◆ Exercise directions ◆
Rewrite all of the material with every "Quickstart" replaced by "Usage" and nothing else changed. Leave the pictures out of your answer.

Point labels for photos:
- - - - - - -

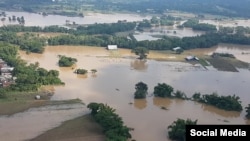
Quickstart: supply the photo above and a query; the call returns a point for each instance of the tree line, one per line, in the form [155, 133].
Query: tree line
[229, 103]
[177, 130]
[112, 123]
[32, 43]
[29, 77]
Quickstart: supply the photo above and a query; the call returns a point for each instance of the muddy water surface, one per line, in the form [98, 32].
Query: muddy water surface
[116, 77]
[28, 124]
[33, 19]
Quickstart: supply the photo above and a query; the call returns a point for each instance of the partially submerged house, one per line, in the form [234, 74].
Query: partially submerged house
[112, 47]
[192, 58]
[5, 74]
[176, 48]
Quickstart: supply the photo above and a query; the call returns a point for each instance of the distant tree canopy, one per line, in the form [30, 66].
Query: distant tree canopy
[177, 130]
[230, 103]
[195, 25]
[32, 43]
[111, 122]
[141, 90]
[248, 111]
[65, 61]
[29, 77]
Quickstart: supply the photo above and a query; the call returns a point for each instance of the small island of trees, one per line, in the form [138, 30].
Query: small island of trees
[65, 61]
[229, 103]
[112, 124]
[141, 90]
[177, 130]
[248, 111]
[81, 71]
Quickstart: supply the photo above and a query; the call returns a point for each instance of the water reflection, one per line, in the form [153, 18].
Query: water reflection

- - - - - - -

◆ Correct result ◆
Usage: supply the photo above and a query; the call returns a point for each instance of the tree line, one per line, in the form [155, 133].
Query: tree line
[229, 103]
[177, 130]
[112, 123]
[32, 43]
[29, 77]
Usage: supply the photo above and a query; the call returns a point for each instance of the muddy water surface, one per line, in the form [98, 32].
Query: muddy water surface
[116, 77]
[28, 124]
[33, 19]
Usage: supply the photo above and a query; the call returns a point for each instance of the partially submerged house, one per line, in the form [234, 74].
Query: partially submerged house
[112, 47]
[192, 58]
[5, 74]
[176, 48]
Usage: supply the photo above and a query; the call returns a point for each instance of the distant tree canopy, one per line, in the form [30, 66].
Query: distant tree canopy
[177, 130]
[230, 103]
[195, 25]
[32, 43]
[111, 122]
[141, 90]
[248, 111]
[65, 61]
[29, 77]
Usage: supply the photo above and a query; the call returns a point for each instance of the small island of trees, one per line, in the form [138, 30].
Query: small island of trees
[65, 61]
[229, 103]
[112, 124]
[141, 90]
[177, 130]
[248, 111]
[81, 71]
Usage: supply the photo above and a query; the call returns a point for each instance of the water reflection, one per line, in the form [153, 18].
Query: water reflection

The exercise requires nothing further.